▸ Do this:
Rewrite all of the records below, replacing "Point out every instance of" with "Mark each occurrence of" and leaving everything else unchanged. Omit the pictures from your answer.

▸ Records for processing:
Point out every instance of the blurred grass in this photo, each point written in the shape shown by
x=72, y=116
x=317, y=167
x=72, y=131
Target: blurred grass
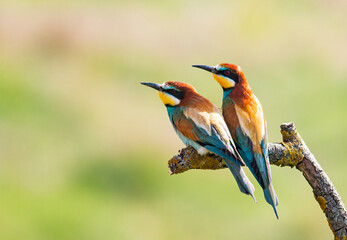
x=84, y=147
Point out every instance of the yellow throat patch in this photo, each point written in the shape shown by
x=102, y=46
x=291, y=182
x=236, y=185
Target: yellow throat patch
x=168, y=99
x=223, y=81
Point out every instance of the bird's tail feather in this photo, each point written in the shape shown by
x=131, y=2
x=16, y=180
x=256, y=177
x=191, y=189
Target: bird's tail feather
x=241, y=178
x=271, y=197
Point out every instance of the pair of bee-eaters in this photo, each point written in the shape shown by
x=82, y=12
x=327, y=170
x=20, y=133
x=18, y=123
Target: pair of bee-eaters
x=239, y=135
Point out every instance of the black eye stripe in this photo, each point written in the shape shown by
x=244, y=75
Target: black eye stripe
x=230, y=74
x=175, y=93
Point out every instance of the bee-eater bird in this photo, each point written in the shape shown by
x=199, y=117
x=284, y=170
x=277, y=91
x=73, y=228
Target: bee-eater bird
x=200, y=124
x=245, y=119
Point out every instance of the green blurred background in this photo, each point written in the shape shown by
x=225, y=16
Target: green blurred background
x=84, y=147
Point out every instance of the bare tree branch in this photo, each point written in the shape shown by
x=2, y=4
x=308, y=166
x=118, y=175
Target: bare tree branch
x=291, y=152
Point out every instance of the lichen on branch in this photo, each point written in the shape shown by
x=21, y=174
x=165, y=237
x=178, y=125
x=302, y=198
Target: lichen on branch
x=292, y=152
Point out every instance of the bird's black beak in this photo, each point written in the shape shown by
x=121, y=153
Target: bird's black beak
x=207, y=68
x=153, y=85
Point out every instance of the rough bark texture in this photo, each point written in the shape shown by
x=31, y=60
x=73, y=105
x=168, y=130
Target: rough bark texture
x=291, y=152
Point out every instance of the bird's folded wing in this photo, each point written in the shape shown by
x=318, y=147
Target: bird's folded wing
x=252, y=143
x=205, y=129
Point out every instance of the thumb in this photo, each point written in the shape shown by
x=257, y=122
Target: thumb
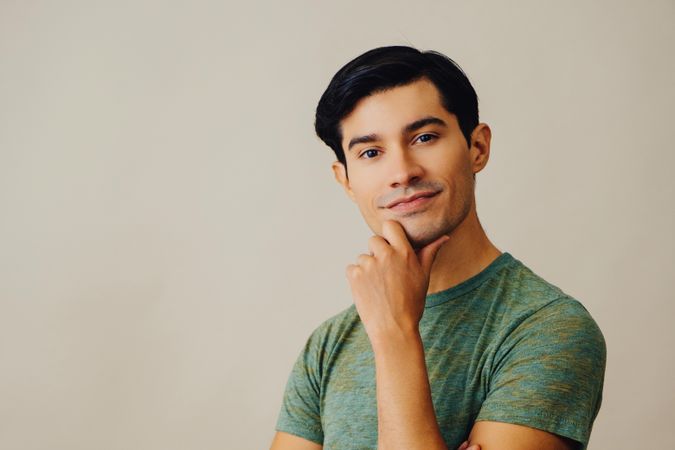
x=428, y=253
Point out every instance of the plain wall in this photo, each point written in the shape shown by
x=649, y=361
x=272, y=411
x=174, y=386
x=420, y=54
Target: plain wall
x=171, y=232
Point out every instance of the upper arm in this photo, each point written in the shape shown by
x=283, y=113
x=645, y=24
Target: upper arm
x=507, y=436
x=548, y=374
x=286, y=441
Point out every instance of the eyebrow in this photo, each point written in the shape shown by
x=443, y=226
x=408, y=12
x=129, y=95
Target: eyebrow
x=416, y=125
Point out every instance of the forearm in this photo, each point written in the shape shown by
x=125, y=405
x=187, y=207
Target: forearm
x=406, y=417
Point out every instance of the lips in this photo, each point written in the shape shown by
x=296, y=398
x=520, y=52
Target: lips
x=411, y=198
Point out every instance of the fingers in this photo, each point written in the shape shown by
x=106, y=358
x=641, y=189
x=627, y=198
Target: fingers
x=428, y=253
x=378, y=245
x=394, y=233
x=465, y=446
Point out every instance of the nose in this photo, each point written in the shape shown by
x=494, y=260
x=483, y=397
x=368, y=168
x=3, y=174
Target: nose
x=405, y=170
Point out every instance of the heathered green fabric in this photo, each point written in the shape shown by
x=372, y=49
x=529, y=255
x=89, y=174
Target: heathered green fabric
x=504, y=345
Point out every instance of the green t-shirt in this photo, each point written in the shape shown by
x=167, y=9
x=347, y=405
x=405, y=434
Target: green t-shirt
x=504, y=345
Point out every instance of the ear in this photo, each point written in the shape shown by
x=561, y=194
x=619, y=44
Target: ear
x=341, y=177
x=480, y=147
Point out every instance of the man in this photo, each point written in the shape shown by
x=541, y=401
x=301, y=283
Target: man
x=450, y=341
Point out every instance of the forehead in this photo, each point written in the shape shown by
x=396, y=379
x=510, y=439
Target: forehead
x=386, y=112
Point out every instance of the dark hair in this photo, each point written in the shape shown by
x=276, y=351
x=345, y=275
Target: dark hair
x=383, y=68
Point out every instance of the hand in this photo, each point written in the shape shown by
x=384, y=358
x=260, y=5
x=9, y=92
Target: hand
x=465, y=446
x=389, y=286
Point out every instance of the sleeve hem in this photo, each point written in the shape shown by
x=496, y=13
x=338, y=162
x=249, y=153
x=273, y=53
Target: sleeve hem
x=545, y=422
x=303, y=432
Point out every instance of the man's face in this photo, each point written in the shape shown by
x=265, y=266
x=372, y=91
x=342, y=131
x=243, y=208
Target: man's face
x=392, y=153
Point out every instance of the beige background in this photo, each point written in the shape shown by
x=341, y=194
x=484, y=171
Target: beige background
x=171, y=232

▸ Task result:
Mark each occurrence of the blurred grass in this photo, each point written in the shape shown by
x=72, y=116
x=317, y=167
x=72, y=131
Target: blurred grass
x=84, y=147
Mark each occurrence of the yellow throat patch in this photo, each point written in the shape shown by
x=102, y=46
x=291, y=182
x=236, y=185
Target: yellow throat patch
x=168, y=99
x=223, y=81
Mark each occurrence of the bird's tail feather in this photo, each point written in the shape shown by
x=131, y=2
x=16, y=180
x=256, y=177
x=191, y=189
Target: bird's tail feather
x=241, y=178
x=271, y=197
Mark each occurrence of the pair of bee-eaters in this photo, each point written in the shape shown by
x=82, y=12
x=327, y=170
x=20, y=133
x=18, y=123
Target: pair of bee-eaters
x=239, y=135
Mark each occurrence of the black eye stripe in this photo, each point written in the shape shown by
x=244, y=75
Target: black eye stripe
x=230, y=74
x=175, y=93
Mark each occurrence of the bee-eater bird in this photo, each point written in the shape shown by
x=199, y=117
x=284, y=170
x=277, y=91
x=73, y=228
Target: bee-eater bird
x=200, y=124
x=245, y=119
Mark each occurrence of the green blurred background in this photo, each point written in the shape shown by
x=225, y=16
Target: green blurred background
x=84, y=147
Mark each occurrence of the bare tree branch in this photo, each point written in the shape shown by
x=2, y=4
x=308, y=166
x=118, y=175
Target: bare tree branch
x=291, y=152
Mark each occurrence of the lichen on branch in this photo, each point written in the shape shown by
x=21, y=174
x=165, y=237
x=178, y=125
x=302, y=198
Target: lichen on branch
x=292, y=152
Mark each occurrence of the bird's black beak in this photo, each point written in the shape shown by
x=121, y=153
Target: bird's black beak
x=207, y=68
x=153, y=85
Mark each occurrence of the rough bark texture in this photo, each point written in the shape shown by
x=31, y=60
x=73, y=105
x=168, y=130
Target: rough bark texture
x=291, y=152
Mark each occurrence of the bird's folded wing in this photo, each point written in the shape shown by
x=318, y=147
Target: bird's folded wing
x=252, y=143
x=205, y=129
Mark each occurrence of the thumb in this photo, each point written in the shape shown by
x=257, y=122
Target: thumb
x=428, y=253
Mark each occurrence of the plain wall in this photo, each point written in the shape shown by
x=649, y=361
x=272, y=411
x=174, y=386
x=420, y=54
Target: plain wall
x=171, y=232
Mark each occurrence of the upper arm in this photo, each point written in the shape shown by
x=283, y=113
x=645, y=24
Target: upper arm
x=507, y=436
x=548, y=374
x=286, y=441
Mark each occurrence of the eyebrow in this photo, each point written in the shape shown by
x=443, y=226
x=408, y=12
x=129, y=95
Target: eyebrow
x=416, y=125
Mark each occurrence of the forearm in this photo, each point written in the shape shown by
x=125, y=405
x=187, y=207
Target: forearm
x=406, y=417
Mark each occurrence of the lips in this photo, each point written in the shape shown by
x=296, y=398
x=520, y=52
Target: lips
x=411, y=198
Mark each occurrence of the fingers in this photo, each point written in the shape shown by
x=106, y=358
x=641, y=189
x=627, y=198
Target: fingers
x=428, y=253
x=378, y=245
x=394, y=233
x=465, y=446
Mark each occurrence of the nose in this photo, each point written in the shape shown by
x=494, y=260
x=483, y=397
x=368, y=168
x=3, y=174
Target: nose
x=405, y=170
Mark each occurrence of the heathered green fabric in this photo, each point written in the shape shown by
x=372, y=49
x=529, y=255
x=89, y=174
Target: heathered green fabric
x=504, y=345
Mark each occurrence of the green t-shirt in this photo, each point written in the shape shown by
x=167, y=9
x=347, y=405
x=405, y=434
Target: green t-shirt
x=504, y=345
Mark each occurrence of the ear in this photo, each point written in the shape shown by
x=561, y=194
x=619, y=44
Target: ear
x=341, y=177
x=480, y=147
Mark each occurrence of the man in this photo, each point written in the shape shown by
x=541, y=401
x=301, y=283
Target: man
x=450, y=341
Mark each occurrence of the forehead in this photo, each point written in the shape shown by
x=396, y=379
x=510, y=439
Target: forehead
x=386, y=112
Mark each occurrence of the dark hair in this photo, each point written in the shape shown by
x=276, y=351
x=345, y=275
Target: dark hair
x=383, y=68
Mark each occurrence of the hand in this photo, each point written in the shape shown by
x=384, y=358
x=260, y=5
x=9, y=92
Target: hand
x=465, y=446
x=389, y=286
Mark each occurrence of the sleeve hem in this photo, each point written in the shape shown by
x=496, y=13
x=338, y=162
x=249, y=153
x=273, y=53
Target: sleeve hem
x=545, y=422
x=303, y=432
Mark each occurrence of the man's face in this photo, each point written in the shape shown by
x=265, y=266
x=372, y=91
x=342, y=131
x=243, y=208
Target: man's face
x=392, y=153
Mark each occurrence of the beige background in this photo, each point written in the shape shown by
x=341, y=194
x=484, y=171
Target: beige background
x=171, y=232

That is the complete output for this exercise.